**Exercise directions**
Write out all of the records below line for line, changing nothing.

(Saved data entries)
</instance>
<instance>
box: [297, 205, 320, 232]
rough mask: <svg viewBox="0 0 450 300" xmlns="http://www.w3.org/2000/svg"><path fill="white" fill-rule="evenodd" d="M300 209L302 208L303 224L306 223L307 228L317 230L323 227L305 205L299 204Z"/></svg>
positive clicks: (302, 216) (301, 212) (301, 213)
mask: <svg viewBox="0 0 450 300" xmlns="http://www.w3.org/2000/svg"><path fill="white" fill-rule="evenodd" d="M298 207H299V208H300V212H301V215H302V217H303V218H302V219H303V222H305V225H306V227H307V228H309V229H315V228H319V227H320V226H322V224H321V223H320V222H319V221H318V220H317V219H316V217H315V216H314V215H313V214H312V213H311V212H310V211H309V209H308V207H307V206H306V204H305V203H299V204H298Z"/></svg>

**Completed exercise**
</instance>
<instance>
box: [297, 205, 320, 232]
rough mask: <svg viewBox="0 0 450 300" xmlns="http://www.w3.org/2000/svg"><path fill="white" fill-rule="evenodd" d="M300 209L302 208L303 224L306 223L307 228L317 230L323 227L305 205L299 204Z"/></svg>
positive clicks: (302, 216) (301, 212) (301, 213)
mask: <svg viewBox="0 0 450 300" xmlns="http://www.w3.org/2000/svg"><path fill="white" fill-rule="evenodd" d="M298 207H299V208H300V212H301V215H302V217H303V218H302V219H303V222H305V225H306V227H307V228H309V229H315V228H319V227H320V226H322V224H321V223H320V222H319V221H318V220H317V219H316V217H315V216H314V215H313V214H312V213H311V212H310V211H309V209H308V207H307V206H306V204H305V203H299V204H298Z"/></svg>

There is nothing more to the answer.